**WHAT TO DO**
Extract the text of each entry below exactly, leaving every image behind.

**Location identification entries**
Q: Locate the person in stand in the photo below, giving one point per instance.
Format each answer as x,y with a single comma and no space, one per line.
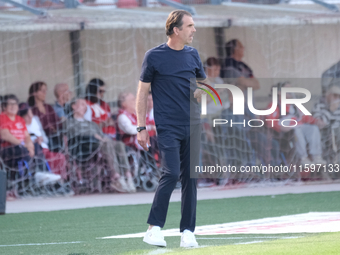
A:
47,116
101,113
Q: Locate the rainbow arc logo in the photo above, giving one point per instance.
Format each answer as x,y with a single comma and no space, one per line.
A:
209,93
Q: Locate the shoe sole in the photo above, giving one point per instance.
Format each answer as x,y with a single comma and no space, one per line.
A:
151,243
188,246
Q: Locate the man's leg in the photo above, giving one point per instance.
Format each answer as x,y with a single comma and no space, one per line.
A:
189,186
169,144
301,141
190,151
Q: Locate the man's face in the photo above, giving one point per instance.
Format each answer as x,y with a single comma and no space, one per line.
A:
28,117
80,107
333,101
239,50
12,107
186,32
41,93
214,71
64,93
101,92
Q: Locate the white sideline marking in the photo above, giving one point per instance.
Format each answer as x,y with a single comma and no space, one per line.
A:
249,237
30,244
312,222
250,242
159,251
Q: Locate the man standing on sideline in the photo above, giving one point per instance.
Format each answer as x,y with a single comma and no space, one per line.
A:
170,69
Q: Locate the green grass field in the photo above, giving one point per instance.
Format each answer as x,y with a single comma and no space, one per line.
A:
75,232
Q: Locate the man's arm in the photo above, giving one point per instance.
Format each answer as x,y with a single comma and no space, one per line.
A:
198,92
142,96
8,137
29,144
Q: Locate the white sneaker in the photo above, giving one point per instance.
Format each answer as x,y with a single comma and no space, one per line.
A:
188,239
319,160
305,160
154,236
45,178
131,185
123,183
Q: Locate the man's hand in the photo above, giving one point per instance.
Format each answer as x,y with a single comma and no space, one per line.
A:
320,123
143,139
39,140
198,94
30,149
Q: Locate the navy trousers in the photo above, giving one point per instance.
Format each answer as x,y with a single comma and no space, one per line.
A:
179,146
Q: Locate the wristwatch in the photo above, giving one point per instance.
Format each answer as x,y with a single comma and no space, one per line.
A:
140,129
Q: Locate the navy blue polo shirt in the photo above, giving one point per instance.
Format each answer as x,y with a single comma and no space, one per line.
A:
169,72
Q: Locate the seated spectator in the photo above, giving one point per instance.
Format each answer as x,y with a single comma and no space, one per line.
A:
328,111
101,113
306,131
252,141
127,120
236,71
16,144
46,114
113,151
63,95
56,161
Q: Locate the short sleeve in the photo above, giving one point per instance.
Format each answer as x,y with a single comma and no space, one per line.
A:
231,72
23,123
3,122
200,70
147,72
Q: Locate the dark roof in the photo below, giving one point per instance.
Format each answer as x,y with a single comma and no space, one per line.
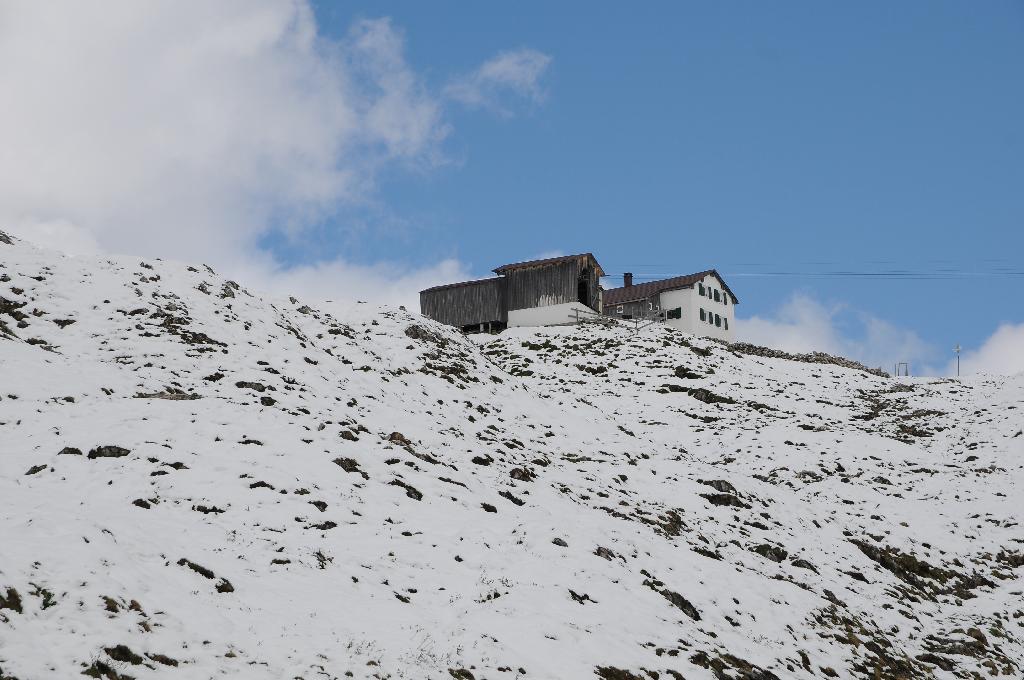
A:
551,260
646,290
477,282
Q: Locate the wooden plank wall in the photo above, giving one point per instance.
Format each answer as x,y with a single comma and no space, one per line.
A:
476,302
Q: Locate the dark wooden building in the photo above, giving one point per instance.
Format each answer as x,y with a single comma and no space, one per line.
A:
548,292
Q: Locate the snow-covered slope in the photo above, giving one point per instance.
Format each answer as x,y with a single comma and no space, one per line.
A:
198,482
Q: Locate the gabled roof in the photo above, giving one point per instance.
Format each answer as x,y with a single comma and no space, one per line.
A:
477,282
551,260
644,291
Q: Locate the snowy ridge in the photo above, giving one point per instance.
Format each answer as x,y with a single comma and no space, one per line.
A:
198,482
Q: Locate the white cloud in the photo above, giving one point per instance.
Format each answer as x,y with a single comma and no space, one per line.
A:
1001,353
804,325
189,130
516,74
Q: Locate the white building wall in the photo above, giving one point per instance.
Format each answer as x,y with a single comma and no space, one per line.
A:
690,300
553,314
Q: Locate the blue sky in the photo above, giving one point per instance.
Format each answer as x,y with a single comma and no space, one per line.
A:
798,137
854,170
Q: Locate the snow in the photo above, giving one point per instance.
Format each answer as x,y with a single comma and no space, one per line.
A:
430,551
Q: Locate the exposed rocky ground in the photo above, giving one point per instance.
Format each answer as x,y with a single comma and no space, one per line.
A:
198,482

**COMPLETED TASK**
Q: Locate the person in stand in the photo below, giving one point per instance.
Format each answer as x,y with a single comma and no space, one per line.
A:
47,116
101,113
Q: Locate the rainbow arc logo in the photo above, giving one point per instance.
Format each answer as x,y with a single comma and no space, one per line.
A:
209,93
Q: Locate the shoe sole in the photo above, giving one point per instance.
Format each answer as x,y with a single comma and no space, one per line.
A:
151,243
188,246
Q: Locate the man's leg in the photo above, giving one point per instance.
Format each answer as x,y with a single comma and no space, one per line.
A:
189,186
169,144
301,141
190,151
Q: Locate the man's face in the photo above, giving one point per instance.
Format each answer as x,y with a single comma and no space, one per line.
A:
28,117
80,107
333,101
239,50
12,107
186,32
41,93
214,71
64,93
101,92
Q: Locate the white sideline marking in the photo above, giving one point per instance.
Format each answer as x,y with a single comma and no space, one per line.
A:
249,237
30,244
312,222
250,242
159,251
Q: Locate the man standing on sideline in the photo above, giving one point per instance.
Format each answer as x,y with a single comma and no space, one per line.
A:
170,69
Q: Locate the green grass field in the photo above, giving one point per instance.
Format each answer as x,y with a single comma and no space, one per line.
A:
75,232
Q: Locate the man's arm in the photo above, giving one point per instance.
Format each answer as x,y with a single comma and no space, one per line.
A:
198,92
142,96
8,137
29,144
Q: Locate the white sneaker in the photo above, giving one point per instance.
Format each answer as x,y with a single comma and no space, one per line.
A:
188,239
319,160
305,160
154,236
45,178
131,185
123,183
Q: Locate the man's hand in the photo above, giving one point per instance.
Format each answer as x,y with a single comma and no space, one per line.
A:
320,123
143,139
39,140
198,94
30,149
Q: Locate the navy trousers in the photo above, giving one point per instance.
Format each answer as x,y with a single comma and no space, one per line.
A:
179,146
Q: Locate the wristwatch in the photo above, giving one point per instance.
Format each answer as x,y with a single comma and no space, one per line.
A:
140,129
Q: Locate the navy blue polo shirt in the photo above, giving one point per instance.
Format each answer as x,y with a single comma and no space, one per line.
A:
169,72
Q: Locate the seated spectator in the photo above, giving one point per instance.
Format each answer as x,y with a single comma and no space, one per line.
A:
328,111
101,113
306,131
252,141
127,120
236,71
16,144
46,114
113,151
63,95
56,161
Q: Locate the short sleeve in the photo above, giving one point per instance.
Format each answer as x,y with a single comma and no space, one per line.
A:
231,72
23,123
3,122
200,70
147,72
Q: Locate the dark roof in the photo below, giving one point per instance.
Format each answer as x,y with a single comma and no space, one per line.
A:
551,260
646,290
477,282
Q: Locate the wooden plank wall in the photo above, giving one point per instance.
Format each answer as x,y with a single comma and no space, one per line.
A:
476,302
Q: Locate the dark wooden building in the photo above, giving one point per instance.
Format each answer as x,y with a single comma and no space, one per line.
A:
548,292
Q: Locate the snow-covered slope in the photo above, giving one point per instance.
Format each answer as x,y with a single comma and no space, one per line.
A:
198,482
Q: Locate the gabled roof in the photo above, giving one point per instance.
Format each answer as x,y with a single comma and no space, one per line.
A:
477,282
551,260
644,291
Q: Locate the snowy ridge in the photo above, giving one point per instance.
Format each answer as x,y with a single comma and no space, one per line.
A:
198,482
Q: Locate the white cloud in the photo above, giving one point per instance.
Format each answer as x,y with a single comma and no space, one per line.
A:
1001,353
804,325
189,130
516,74
Q: Locate the white building wall in the photo above, giving one point per instance.
Format each answer as x,y with a single comma and no space, one per line.
A:
690,300
553,314
Q: Locate the blue sky in the photo above, giving one point per instance.
Format each answer as x,y with a single comma and no space, one per line.
A:
798,137
854,170
Q: Locate the snow in the photo above, giving one point per instance.
Format each answer as x,y with a single comma and no space, one per line.
A:
430,551
Q: Locate the exposed rocky ground in the photo above, giving one point per instance.
Format each answer as x,y with a single comma and no space, one per line.
A:
198,482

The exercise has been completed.